_CE QUI EST DEMANDÉ_
**1.** Reformulez plus brièvement le paragraphe de l'extrait de la décision de recours qui commence par « La requérante avait fait valoir », sans en perdre les faits essentiels.
**2.** D'après l'extrait de la décision de recours, qu'est-ce qui dicte le choix de la colle ?
**3.** Prolongez l'extrait de la décision de recours à partir de sa dernière phrase.

_EXTRAIT FOURNI_
5. Insuffisance de description (article 100 b) CBE 1973)
La chambre n'a pas de doute que le brevet divulgue l'invention d'une manière suffisamment claire et complète pour qu'un homme du métier puisse l'exécuter, étant donné que le choix de la colle est dicté par les organismes de certification (voir, par exemple, le document RS16 du Bureau Veritas).
Il serait excessif d'exiger la divulgation de l'ensemble des colles et des conditions de collage devant être utilisées, ces éléments étant à la portée de l'homme du métier.
6. Nouveauté (article 54 CBE 1973)
Dans sa notification établie conformément à l'article 15(1) RPCR en date du 2 mars 2018, la chambre a présenté son avis provisoire selon lequel l'objet de la revendication 1 est nouveau par rapport aux documents D51 (voir le point 6.5.1 de la notification) et D55 (point 6.5.2).
La chambre a expliqué que l'objet de la revendication 1 se distinguait de la divulgation du document D51 par les caractéristiques 1-3 et 1-5 (point 6.5.1), mais que ces différences découlaient de manière évidente de l'enseignement du document D51 en combinaison avec les connaissances générales de l'homme du métier (point 6.6).
La requérante avait fait valoir, dans son mémoire exposant les motifs de recours en date du 15 octobre 2015, que l'objet de la revendication 1 se distinguait de l'enseignement du document D51 en outre par le fait que l'on pose un film de colle polymérisable (caractéristique 3), alors que le document D51 n'évoque que des colles thermoplastiques. Dans sa notification, la chambre a exprimé son avis provisoire que cet argument était tardif et qu'elle envisageait de ne pas l'admettre, en application de l'article 13(1) RPCR.
La question de savoir si la chambre disposait d'un pouvoir discrétionnaire à cet égard et si, le cas échéant, elle devait l'exercer de manière à admettre cet argument, a été l'objet principal des débats lors de la procédure orale.
7. Existence d'un pouvoir discrétionnaire à l'égard d'arguments tardifs
Avant d'aborder la question de savoir si la chambre dispose d'un pouvoir discrétionnaire quant à l'admission d'arguments qui ont été présentés tardivement, il convient de clarifier ce qu'on entend par « argument » et à bien distinguer un « argument » d'un « fait ».

_ENTRÉES FOURNIES_
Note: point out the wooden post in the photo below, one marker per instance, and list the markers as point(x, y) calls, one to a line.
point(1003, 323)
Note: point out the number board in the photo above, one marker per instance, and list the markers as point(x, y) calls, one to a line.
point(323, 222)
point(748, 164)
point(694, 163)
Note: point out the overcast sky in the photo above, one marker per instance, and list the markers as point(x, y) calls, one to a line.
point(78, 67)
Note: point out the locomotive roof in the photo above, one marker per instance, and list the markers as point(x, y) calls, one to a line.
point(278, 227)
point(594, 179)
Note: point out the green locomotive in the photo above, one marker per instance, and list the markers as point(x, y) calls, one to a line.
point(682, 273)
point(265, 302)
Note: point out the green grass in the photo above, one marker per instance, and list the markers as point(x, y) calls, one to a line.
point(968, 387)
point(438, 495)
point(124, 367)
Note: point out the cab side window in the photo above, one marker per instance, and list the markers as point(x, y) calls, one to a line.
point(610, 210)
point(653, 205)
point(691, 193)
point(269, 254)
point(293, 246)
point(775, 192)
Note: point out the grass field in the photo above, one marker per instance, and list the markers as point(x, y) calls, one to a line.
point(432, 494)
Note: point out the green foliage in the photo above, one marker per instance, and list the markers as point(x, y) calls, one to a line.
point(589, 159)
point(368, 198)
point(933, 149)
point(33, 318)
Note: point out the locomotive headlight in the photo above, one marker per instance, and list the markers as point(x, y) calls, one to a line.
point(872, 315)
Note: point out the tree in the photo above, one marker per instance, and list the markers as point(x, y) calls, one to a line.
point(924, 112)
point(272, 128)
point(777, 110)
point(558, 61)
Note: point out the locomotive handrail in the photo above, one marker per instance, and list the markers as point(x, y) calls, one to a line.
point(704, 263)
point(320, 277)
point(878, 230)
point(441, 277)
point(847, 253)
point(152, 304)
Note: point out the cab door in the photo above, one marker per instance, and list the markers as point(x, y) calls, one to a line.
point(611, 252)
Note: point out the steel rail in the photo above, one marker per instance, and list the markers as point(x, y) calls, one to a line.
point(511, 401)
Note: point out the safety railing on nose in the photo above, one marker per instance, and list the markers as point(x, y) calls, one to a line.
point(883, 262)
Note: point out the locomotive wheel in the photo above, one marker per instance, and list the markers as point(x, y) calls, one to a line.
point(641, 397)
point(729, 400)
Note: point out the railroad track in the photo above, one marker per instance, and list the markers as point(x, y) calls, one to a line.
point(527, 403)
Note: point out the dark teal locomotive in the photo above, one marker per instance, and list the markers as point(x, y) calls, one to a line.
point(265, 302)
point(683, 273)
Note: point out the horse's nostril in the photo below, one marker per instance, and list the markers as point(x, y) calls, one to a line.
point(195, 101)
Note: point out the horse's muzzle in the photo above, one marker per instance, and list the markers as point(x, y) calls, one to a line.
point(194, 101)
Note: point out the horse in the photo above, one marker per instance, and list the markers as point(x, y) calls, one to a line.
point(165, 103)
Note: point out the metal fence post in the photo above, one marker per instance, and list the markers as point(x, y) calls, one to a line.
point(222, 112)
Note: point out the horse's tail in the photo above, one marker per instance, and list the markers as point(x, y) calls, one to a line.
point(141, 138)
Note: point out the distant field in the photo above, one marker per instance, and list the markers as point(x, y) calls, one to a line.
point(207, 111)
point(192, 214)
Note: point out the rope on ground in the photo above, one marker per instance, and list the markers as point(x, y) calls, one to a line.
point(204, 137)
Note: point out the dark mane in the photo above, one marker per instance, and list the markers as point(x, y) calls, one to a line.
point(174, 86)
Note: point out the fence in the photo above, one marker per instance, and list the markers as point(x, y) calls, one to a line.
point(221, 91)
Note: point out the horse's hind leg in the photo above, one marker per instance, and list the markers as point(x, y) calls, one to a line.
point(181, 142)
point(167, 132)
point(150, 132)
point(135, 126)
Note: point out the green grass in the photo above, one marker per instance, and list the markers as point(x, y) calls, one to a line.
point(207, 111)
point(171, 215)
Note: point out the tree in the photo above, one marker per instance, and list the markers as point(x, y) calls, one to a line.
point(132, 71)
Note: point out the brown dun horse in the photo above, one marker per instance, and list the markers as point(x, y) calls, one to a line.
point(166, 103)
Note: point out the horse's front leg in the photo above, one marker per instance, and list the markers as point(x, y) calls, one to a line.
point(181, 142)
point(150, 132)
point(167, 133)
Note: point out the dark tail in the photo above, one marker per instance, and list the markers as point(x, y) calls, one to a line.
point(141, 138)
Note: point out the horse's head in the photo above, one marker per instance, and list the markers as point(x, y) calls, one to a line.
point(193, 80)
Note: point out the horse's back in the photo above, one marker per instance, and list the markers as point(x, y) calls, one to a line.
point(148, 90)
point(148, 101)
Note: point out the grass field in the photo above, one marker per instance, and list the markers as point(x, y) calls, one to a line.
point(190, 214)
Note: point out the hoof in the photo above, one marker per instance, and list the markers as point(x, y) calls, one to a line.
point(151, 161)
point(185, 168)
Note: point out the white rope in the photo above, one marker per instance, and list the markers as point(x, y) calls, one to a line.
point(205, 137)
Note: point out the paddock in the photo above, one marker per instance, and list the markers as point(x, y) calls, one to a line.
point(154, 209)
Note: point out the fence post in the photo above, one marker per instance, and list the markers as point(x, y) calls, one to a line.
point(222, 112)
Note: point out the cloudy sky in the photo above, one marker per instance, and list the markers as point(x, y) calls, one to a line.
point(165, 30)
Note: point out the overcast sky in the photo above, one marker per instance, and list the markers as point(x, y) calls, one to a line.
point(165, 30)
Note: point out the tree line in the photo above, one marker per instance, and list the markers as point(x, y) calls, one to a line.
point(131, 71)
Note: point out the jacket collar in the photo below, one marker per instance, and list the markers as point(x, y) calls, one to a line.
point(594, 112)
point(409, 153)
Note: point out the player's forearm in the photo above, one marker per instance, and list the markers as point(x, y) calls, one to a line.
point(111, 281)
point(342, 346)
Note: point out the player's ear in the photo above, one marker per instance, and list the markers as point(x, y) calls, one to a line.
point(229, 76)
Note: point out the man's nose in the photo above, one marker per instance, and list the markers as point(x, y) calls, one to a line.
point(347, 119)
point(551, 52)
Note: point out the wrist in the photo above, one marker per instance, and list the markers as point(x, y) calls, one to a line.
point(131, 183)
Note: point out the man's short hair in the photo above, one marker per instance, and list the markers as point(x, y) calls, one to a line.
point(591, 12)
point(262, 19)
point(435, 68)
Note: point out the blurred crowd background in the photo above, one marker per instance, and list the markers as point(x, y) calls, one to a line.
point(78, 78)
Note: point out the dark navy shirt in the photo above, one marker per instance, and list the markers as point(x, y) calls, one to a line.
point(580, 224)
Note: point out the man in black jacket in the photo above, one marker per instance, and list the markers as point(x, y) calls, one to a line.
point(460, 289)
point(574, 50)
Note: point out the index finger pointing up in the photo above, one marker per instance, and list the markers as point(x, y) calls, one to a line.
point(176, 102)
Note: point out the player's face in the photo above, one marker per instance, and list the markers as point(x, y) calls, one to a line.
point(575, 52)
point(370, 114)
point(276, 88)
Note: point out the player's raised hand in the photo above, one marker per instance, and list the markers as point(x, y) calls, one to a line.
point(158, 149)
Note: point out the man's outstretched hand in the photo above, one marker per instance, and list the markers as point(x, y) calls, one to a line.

_RÉPONSES FOURNIES_
**1.** Dans son mémoire de recours du 15 octobre 2015, la requérante a soutenu que la revendication 1 se distinguait aussi du document D51 par la pose d'un film de colle polymérisable (caractéristique 3), D51 ne citant que des colles thermoplastiques. Dans sa notification, la chambre a jugé à titre provisoire cet argument tardif et a envisagé de ne pas l'admettre au titre de l'article 13(1) RPCR.

**2.** Le choix de la colle est dicté par les organismes de certification.

**3.**
7.1 Faits et arguments
Il semble utile de considérer à la fois le sens commun des termes « fait » et « argument » et le sens particulier qu'ils reçoivent dans le domaine du droit. Si ce dernier devrait prévaloir dans les textes de droit proprement dits, le sens commun peut influencer la manière dont les termes sont compris dans l'application pratique de ces textes.
7.1.1 Sens commun des termes
Selon le dictionnaire Larousse, le « fait » désigne « ce qui est reconnu comme certain, incontestable ». Ce sens semble aussi être celui des mots « Tatsache » (Duden : « wirklicher, gegebener Umstand; Faktum ») et « fact » (Oxford English Dictionary : « that which is known (or firmly believed) to be real or true; what has actually happened or is the case; truth attested by direct observation or authentic testimony; reality ».
Le mot « argument » couvre un champ sémantique assez large. Un argument au sens étroit peut se définir comme une proposition avancée dans le but de convaincre (cf. la définition de l'Oxford English Dictionary : « a statement or fact advanced for the purpose of influencing the mind; a reason »). D'autre part, le mot « argument » désigne souvent, dans un sens plus large, un ensemble de propositions formant un raisonnement ou une argumentation (cf. Oxford English Dictionary : « a connected series of statements or reasons intended to establish a position (and, hence, to refute the opposite); a process of reasoning; argumentation. ») Le mot allemand « Argument » correspond plutôt au sens étroit du mot français ; pour exprimer le sens plus large, on utiliserait plutôt le mot « Argumentation ».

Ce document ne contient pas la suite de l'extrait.